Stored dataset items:
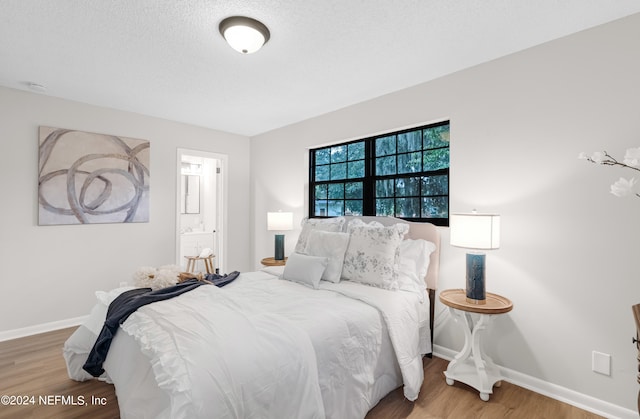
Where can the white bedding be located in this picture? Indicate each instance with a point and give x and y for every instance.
(230, 352)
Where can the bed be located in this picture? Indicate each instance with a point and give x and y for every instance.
(346, 321)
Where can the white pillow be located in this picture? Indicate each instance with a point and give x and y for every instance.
(304, 269)
(324, 224)
(413, 264)
(331, 245)
(371, 256)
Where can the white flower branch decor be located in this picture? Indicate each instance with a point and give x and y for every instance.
(156, 278)
(622, 187)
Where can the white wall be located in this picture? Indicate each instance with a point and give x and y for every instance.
(569, 248)
(50, 273)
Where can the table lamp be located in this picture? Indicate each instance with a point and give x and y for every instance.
(478, 232)
(279, 221)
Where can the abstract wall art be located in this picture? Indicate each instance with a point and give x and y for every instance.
(88, 178)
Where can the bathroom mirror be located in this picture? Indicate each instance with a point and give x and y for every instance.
(190, 203)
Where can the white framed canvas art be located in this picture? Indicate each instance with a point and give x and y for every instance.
(89, 178)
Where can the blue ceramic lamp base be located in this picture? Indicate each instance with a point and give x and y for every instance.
(279, 252)
(476, 290)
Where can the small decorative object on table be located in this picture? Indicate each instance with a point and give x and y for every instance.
(472, 366)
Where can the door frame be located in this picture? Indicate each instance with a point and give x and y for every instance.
(220, 233)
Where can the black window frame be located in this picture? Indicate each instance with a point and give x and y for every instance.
(370, 177)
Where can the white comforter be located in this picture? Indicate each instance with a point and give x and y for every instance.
(269, 348)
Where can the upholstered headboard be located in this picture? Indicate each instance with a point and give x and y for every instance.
(424, 231)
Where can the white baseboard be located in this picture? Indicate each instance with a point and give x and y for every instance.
(41, 328)
(563, 394)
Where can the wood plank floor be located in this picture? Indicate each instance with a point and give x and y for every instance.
(33, 366)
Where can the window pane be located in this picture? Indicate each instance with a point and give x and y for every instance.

■ REQUIREMENT ■
Restate each entry word for word, please, but drop any images it holds.

■ WRITTEN SOLUTION ■
Where can the white bedding be located in this picture? Indicate each instance with a point and give x and y for every instance.
(230, 352)
Where can the bed be located in this picture? Indicate each instance with a point and give x and y for every instance.
(346, 321)
Where can the white pillow be located in this picture? Indicate each instance with a point and give x and y for every instance.
(304, 269)
(324, 224)
(413, 264)
(331, 245)
(371, 256)
Where can the white flower branch decor be located in this picture? Indicate each instance with a point and give x and y for every instance.
(156, 278)
(622, 187)
Where can the white wall be located in this picture? Indicate each instance with a point and give x and y for every instance.
(569, 248)
(50, 273)
Where can the table lamp be located in this picture? Indicate each instance with a point and give x and y for every instance.
(478, 232)
(279, 221)
Where can the abstract wall art be located in this picture? Indicate each instance with a point and give x and y for every instance.
(88, 178)
Where can the bathroom mirror be located in this picture? Indicate each instance with a point and give x and y for every instance.
(190, 203)
Where can the white framed canvas art be located in this picture? Indicate each instance with a point and give x and y for every instance.
(89, 178)
Where can the blue ceramic lamp base be located in this picture? Indicate each instance with a point and give x and y for every instance.
(279, 252)
(476, 290)
Where can the small decorative object on table be located in this picture? Indicate each instance with a point and give x and y for every instance.
(472, 366)
Where can the door frame be located in this picture? Indicate each instance with a point and give x and y for every instance.
(220, 233)
Where can the black window frame be located in this picture? Indicate each instance with a point and give x and y for every instance.
(370, 177)
Where can the white comforter be located in this picture? Indicate each instance with a point and give x and y for every instance.
(269, 348)
Where can the upholstered headboard be located in this picture? Indicate each instance with a point and give x and y for every instance.
(424, 231)
Where can the white baseboard be located in this picture? Indicate each instance with a point and give x and y for every instance.
(41, 328)
(563, 394)
Where can the wood plank floor be located in this picture? Indicate each instance with a point and give x and y for every instance.
(33, 366)
Where can the window pane be located in this picture? Indicate each instance with a point and give x and y for every instance.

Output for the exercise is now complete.